Annotation dataset entries
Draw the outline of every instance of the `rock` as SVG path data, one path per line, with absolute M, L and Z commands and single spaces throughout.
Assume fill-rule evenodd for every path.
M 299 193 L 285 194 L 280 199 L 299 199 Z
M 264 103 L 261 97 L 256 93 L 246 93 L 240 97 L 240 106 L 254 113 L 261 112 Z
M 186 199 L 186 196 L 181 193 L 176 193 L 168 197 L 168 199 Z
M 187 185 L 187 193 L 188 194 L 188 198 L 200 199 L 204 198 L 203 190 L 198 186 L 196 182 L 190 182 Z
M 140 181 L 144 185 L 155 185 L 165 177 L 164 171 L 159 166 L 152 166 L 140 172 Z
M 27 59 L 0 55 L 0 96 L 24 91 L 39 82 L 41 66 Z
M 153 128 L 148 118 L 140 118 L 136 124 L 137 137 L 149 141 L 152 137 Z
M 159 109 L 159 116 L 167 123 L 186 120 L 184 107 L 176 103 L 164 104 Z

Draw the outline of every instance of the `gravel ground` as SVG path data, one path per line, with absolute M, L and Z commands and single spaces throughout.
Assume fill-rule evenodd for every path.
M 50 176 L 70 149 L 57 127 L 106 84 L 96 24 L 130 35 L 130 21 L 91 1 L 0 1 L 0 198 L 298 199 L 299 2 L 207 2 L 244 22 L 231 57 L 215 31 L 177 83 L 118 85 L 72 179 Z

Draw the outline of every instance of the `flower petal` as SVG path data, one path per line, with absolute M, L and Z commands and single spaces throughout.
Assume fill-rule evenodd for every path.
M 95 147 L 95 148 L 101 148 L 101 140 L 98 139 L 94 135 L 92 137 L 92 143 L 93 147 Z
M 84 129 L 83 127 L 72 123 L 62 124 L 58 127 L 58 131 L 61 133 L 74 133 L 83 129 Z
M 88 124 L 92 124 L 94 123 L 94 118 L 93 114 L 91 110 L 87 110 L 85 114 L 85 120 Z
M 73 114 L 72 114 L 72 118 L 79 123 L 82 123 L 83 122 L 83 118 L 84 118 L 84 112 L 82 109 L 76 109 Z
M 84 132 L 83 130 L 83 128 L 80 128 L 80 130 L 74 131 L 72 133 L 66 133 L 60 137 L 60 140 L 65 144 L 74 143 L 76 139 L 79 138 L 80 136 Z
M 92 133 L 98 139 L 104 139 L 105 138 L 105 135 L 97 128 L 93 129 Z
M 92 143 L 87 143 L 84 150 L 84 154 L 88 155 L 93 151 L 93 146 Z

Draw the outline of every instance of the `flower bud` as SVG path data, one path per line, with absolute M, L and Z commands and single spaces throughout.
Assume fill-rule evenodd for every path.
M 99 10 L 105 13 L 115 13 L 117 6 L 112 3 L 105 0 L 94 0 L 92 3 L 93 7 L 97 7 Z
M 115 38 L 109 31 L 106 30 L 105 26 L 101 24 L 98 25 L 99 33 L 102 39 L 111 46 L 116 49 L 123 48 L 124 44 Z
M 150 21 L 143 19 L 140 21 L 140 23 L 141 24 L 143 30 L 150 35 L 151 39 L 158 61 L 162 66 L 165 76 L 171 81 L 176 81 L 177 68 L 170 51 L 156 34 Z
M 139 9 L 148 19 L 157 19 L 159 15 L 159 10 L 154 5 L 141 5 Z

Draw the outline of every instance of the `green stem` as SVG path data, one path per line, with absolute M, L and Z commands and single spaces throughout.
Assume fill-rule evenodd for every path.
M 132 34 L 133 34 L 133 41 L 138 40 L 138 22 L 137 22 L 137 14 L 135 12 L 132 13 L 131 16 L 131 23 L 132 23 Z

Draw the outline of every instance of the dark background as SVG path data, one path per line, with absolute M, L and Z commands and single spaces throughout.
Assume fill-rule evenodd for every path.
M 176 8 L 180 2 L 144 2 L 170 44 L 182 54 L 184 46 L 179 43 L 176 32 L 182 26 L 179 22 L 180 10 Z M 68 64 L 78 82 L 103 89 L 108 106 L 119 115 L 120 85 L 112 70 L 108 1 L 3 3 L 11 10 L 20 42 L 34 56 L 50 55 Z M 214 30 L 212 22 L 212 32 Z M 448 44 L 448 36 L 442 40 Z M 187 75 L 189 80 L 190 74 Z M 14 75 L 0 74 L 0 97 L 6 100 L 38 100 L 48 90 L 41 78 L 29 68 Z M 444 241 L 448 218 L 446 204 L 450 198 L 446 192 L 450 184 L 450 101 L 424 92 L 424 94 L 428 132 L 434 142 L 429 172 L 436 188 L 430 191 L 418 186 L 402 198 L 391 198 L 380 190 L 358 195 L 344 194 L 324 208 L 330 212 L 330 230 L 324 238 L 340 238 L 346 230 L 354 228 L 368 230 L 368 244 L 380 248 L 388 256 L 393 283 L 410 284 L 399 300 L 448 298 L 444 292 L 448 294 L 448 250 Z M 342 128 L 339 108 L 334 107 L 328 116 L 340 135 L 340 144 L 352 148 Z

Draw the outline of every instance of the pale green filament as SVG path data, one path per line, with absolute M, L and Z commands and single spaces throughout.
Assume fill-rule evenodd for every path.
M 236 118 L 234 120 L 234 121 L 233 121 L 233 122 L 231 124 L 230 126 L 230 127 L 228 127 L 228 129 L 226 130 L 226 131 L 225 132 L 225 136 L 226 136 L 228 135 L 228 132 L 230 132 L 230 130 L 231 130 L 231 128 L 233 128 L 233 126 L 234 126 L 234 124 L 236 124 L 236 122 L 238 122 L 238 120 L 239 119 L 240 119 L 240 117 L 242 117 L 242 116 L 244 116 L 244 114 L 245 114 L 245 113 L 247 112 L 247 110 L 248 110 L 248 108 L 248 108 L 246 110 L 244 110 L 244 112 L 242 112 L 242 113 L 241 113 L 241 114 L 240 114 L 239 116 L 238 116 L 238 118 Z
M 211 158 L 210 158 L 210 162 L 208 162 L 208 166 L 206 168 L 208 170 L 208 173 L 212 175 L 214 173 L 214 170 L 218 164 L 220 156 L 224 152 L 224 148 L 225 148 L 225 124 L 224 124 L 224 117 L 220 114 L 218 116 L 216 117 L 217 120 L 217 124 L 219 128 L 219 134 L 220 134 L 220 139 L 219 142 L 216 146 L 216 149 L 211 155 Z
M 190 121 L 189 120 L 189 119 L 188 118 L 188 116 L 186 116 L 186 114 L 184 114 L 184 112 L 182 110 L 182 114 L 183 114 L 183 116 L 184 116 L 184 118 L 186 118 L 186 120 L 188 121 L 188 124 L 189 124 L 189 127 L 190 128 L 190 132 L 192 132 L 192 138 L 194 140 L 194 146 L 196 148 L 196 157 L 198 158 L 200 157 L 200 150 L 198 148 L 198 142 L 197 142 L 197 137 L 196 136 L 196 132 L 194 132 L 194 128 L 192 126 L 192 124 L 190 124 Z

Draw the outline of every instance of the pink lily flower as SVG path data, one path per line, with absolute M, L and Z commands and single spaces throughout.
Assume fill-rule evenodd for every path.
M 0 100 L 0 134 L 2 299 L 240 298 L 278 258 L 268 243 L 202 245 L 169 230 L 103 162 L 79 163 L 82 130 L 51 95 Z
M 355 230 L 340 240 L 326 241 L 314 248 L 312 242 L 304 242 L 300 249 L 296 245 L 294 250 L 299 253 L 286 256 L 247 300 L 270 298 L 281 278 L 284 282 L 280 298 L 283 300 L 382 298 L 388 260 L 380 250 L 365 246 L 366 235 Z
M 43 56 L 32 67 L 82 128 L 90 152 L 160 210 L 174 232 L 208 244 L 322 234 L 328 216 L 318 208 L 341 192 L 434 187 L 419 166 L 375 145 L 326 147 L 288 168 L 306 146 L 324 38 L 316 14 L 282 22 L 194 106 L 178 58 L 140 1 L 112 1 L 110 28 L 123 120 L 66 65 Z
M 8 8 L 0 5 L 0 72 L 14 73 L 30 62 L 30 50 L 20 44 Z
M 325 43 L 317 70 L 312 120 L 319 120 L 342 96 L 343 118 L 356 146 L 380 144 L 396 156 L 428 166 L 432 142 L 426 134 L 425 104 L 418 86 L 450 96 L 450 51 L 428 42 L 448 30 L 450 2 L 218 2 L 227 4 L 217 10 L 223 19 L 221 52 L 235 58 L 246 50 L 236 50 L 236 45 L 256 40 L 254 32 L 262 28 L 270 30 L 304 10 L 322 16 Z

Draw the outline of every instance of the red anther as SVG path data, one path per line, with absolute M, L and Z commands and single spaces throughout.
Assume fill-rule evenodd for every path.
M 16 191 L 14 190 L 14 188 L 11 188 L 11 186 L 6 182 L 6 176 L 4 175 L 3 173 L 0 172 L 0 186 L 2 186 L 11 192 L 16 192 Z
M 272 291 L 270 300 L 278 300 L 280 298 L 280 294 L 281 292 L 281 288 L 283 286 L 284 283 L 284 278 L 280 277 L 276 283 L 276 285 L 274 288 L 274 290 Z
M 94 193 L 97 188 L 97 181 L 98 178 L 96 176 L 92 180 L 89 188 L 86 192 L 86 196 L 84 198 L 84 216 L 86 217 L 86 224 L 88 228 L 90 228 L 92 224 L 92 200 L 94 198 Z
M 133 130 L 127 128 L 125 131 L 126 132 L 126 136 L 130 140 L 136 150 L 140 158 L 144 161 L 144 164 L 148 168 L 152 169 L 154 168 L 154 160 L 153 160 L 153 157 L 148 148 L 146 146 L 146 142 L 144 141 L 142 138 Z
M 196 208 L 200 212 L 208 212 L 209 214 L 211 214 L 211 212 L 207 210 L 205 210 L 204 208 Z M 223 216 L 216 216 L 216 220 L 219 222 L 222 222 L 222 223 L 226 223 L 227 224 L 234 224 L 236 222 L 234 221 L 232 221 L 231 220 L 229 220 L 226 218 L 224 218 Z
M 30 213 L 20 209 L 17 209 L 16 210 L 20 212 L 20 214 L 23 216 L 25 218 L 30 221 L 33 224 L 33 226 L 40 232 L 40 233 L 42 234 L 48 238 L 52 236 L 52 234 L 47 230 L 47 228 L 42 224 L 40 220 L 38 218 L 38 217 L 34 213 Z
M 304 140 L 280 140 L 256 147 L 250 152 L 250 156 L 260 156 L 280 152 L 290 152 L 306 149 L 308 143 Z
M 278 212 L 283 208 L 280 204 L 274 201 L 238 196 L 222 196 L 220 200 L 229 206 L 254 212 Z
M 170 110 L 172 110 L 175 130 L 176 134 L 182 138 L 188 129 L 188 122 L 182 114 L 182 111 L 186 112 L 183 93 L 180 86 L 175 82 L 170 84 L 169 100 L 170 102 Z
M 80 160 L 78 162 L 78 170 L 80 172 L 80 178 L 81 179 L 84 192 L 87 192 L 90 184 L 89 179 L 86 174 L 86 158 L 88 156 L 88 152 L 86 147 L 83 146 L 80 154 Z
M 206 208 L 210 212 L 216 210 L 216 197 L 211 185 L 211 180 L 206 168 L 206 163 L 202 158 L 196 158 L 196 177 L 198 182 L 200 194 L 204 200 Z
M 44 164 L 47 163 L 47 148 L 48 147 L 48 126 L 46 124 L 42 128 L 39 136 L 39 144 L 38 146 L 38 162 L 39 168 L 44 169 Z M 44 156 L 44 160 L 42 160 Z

Aim of the task: Repeat the part of the material that runs from its very start through the line containing "M 159 109 L", including that line, copying each line exactly.

Output for this task:
Draw the outline of every instance of the `rock` as SVG path data, one path per line, with absolute M, L and Z commands and single spaces throughout.
Assume fill-rule evenodd for every path.
M 299 193 L 285 194 L 280 199 L 299 199 Z
M 264 103 L 261 97 L 256 93 L 246 93 L 240 97 L 240 106 L 254 113 L 261 112 Z
M 186 199 L 186 196 L 181 193 L 176 193 L 168 197 L 168 199 Z
M 187 185 L 187 193 L 188 194 L 188 198 L 200 199 L 204 198 L 203 190 L 198 186 L 196 182 L 190 182 Z
M 140 181 L 144 185 L 155 185 L 165 177 L 164 171 L 159 166 L 152 166 L 140 172 Z
M 27 59 L 0 55 L 0 96 L 24 91 L 39 82 L 41 66 Z
M 153 128 L 148 118 L 140 118 L 136 124 L 137 137 L 149 141 L 152 137 Z
M 159 109 L 159 116 L 167 123 L 186 120 L 184 107 L 176 103 L 164 104 Z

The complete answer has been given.